▶ [Saved entries]:

'''

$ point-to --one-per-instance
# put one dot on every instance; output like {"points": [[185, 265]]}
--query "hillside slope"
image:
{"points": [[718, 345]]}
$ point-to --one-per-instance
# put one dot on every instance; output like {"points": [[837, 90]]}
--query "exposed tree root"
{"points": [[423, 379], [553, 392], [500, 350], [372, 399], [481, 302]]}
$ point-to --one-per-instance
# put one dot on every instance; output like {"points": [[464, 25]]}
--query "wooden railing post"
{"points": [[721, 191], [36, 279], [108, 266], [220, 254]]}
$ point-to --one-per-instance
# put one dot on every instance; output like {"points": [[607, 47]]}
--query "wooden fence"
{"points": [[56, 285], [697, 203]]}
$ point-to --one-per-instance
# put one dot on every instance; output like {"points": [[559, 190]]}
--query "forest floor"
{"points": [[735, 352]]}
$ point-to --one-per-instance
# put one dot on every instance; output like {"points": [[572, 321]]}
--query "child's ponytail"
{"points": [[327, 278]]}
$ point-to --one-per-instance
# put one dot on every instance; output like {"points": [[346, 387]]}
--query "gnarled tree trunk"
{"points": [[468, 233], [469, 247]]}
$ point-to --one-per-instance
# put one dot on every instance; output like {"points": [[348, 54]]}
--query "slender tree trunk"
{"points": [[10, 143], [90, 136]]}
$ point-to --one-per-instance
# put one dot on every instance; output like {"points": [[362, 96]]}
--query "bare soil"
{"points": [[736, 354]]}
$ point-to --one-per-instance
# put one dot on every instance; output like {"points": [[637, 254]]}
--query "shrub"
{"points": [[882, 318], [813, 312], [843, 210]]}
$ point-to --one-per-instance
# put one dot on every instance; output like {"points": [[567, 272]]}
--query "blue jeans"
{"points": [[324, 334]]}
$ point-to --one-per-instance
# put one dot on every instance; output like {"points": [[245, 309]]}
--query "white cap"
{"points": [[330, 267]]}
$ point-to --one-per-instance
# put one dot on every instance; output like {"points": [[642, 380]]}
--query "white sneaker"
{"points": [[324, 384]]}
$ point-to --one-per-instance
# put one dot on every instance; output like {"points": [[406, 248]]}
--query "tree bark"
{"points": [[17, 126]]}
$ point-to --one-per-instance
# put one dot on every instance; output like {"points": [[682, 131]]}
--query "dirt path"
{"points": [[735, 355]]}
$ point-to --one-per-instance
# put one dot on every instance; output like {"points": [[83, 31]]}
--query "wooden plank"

'''

▶ [Task prompt]: Each entry above is to be copied out exactly as written.

▶ [Answer section]:
$ point-to --one-per-instance
# put one dot on every instance; output like {"points": [[185, 265]]}
--query "hillside slope"
image:
{"points": [[718, 345]]}
$ point-to --one-per-instance
# put one dot on every instance; output like {"points": [[837, 90]]}
--query "exposed tree root"
{"points": [[423, 379], [553, 392], [500, 350], [372, 399], [481, 302]]}
$ point-to --one-per-instance
# put one dot on every instance; output like {"points": [[464, 25]]}
--query "wooden railing post"
{"points": [[721, 191], [36, 279], [108, 266], [220, 254]]}
$ point-to --one-per-instance
# put one dot on every instance; output like {"points": [[607, 47]]}
--query "wooden fence"
{"points": [[56, 285], [697, 203]]}
$ point-to --one-per-instance
# put one dot on every instance; output like {"points": [[559, 190]]}
--query "forest floor"
{"points": [[735, 352]]}
$ point-to --one-per-instance
# put one dot on every instance; output like {"points": [[572, 321]]}
--query "child's ponytail"
{"points": [[327, 278]]}
$ point-to --one-per-instance
# put one dot on every instance; output like {"points": [[346, 387]]}
--query "gnarled tree trunk"
{"points": [[468, 233], [469, 247]]}
$ point-to --one-per-instance
# put one dot on every instance; output like {"points": [[348, 54]]}
--query "slender tree trunk"
{"points": [[10, 143], [90, 136]]}
$ point-to --one-per-instance
# put one dot on every instance; output like {"points": [[362, 96]]}
--query "bare soil"
{"points": [[736, 354]]}
$ point-to --one-per-instance
# put one dot on every instance; output like {"points": [[637, 254]]}
--query "shrub"
{"points": [[882, 318], [813, 312], [843, 210]]}
$ point-to --one-per-instance
# put one dot on every instance; output like {"points": [[567, 272]]}
--query "blue jeans"
{"points": [[324, 334]]}
$ point-to --one-per-instance
# put one dot on every instance; output like {"points": [[245, 309]]}
--query "white cap"
{"points": [[330, 267]]}
$ point-to --one-per-instance
# put one dot on every instance; output like {"points": [[642, 380]]}
--query "white sneaker"
{"points": [[324, 384]]}
$ point-to --one-per-instance
# put one dot on every instance; output like {"points": [[406, 248]]}
--query "tree bark"
{"points": [[17, 126]]}
$ point-to --one-per-instance
# put one dot on every instance; output like {"points": [[682, 131]]}
--query "dirt path"
{"points": [[735, 355]]}
$ point-to --one-per-instance
# put one dot on every instance; output like {"points": [[83, 31]]}
--query "wooden plank"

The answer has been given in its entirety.